## Start Available data
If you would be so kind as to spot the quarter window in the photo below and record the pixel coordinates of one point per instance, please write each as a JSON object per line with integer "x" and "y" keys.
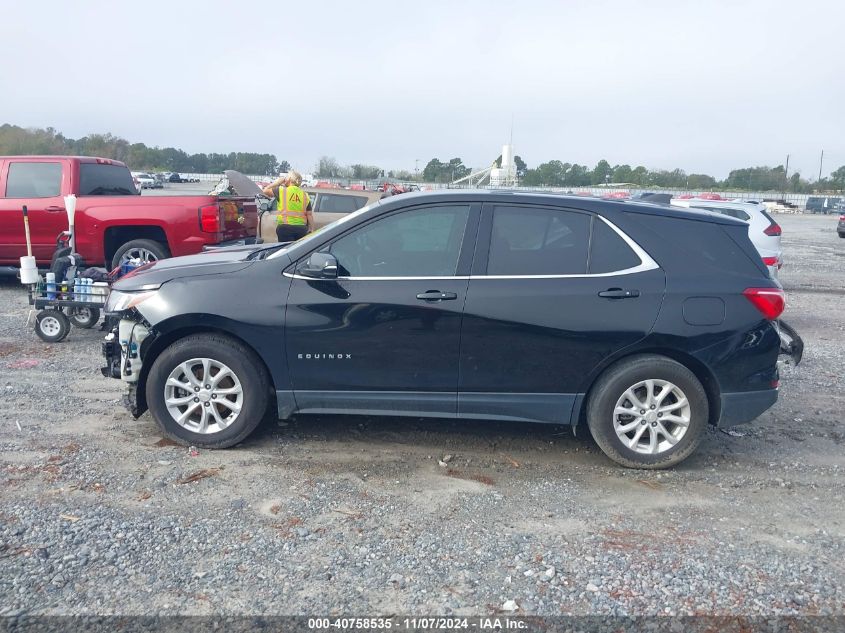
{"x": 608, "y": 251}
{"x": 423, "y": 242}
{"x": 34, "y": 180}
{"x": 535, "y": 241}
## End Available data
- Objective:
How many lines in the entries above contain the word "kind"? Reply with the number alone.

- Result of this task:
1